→ Written exercise
Arrange all of the records below as a numbered list, and omit any blank lines.

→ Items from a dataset
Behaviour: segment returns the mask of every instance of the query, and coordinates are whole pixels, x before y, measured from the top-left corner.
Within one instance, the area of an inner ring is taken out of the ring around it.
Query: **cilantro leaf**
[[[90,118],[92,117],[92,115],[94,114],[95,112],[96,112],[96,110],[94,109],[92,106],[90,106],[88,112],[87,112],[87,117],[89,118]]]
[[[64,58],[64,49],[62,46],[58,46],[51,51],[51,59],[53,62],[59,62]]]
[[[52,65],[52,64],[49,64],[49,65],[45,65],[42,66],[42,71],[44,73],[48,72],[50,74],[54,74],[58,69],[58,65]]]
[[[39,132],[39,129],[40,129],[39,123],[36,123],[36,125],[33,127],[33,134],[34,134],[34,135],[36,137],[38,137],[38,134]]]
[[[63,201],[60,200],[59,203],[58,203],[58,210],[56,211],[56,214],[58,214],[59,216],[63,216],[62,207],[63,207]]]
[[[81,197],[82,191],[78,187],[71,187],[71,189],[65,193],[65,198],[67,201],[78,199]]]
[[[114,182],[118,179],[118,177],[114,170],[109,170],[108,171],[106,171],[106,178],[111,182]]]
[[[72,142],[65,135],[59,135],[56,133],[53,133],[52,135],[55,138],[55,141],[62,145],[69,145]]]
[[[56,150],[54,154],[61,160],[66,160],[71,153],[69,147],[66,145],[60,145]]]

→ Result below
1. Behaviour: segment returns the mask of every instance of the query, and coordinates are whole pixels, x before y, measured from the top-left corner.
2. Within one instance, the area of an inner ring is taken out of the ring around it.
3. Query: **cilantro leaf**
4. [[[90,118],[92,117],[92,115],[94,114],[95,112],[96,112],[96,110],[94,109],[92,106],[90,106],[88,112],[87,112],[87,117],[89,118]]]
5. [[[64,58],[64,49],[62,46],[58,46],[51,51],[51,59],[53,62],[59,62]]]
6. [[[52,65],[52,64],[49,64],[49,65],[45,65],[42,66],[42,71],[44,73],[48,72],[50,74],[54,74],[58,69],[58,65]]]
7. [[[39,132],[39,129],[40,129],[39,123],[36,123],[36,125],[33,127],[33,134],[34,134],[34,135],[36,137],[38,137],[38,134]]]
8. [[[63,201],[60,200],[59,203],[58,203],[58,210],[56,211],[56,214],[58,214],[59,216],[63,216],[62,207],[63,207]]]
9. [[[81,197],[82,191],[78,187],[71,187],[71,189],[65,193],[65,198],[67,201],[78,199]]]
10. [[[114,182],[118,179],[118,177],[114,170],[109,170],[108,171],[106,171],[106,178],[111,182]]]
11. [[[72,142],[65,135],[59,135],[56,133],[53,133],[52,135],[55,138],[55,141],[62,145],[69,145]]]
12. [[[56,150],[54,154],[61,160],[66,160],[71,153],[69,147],[66,145],[60,145]]]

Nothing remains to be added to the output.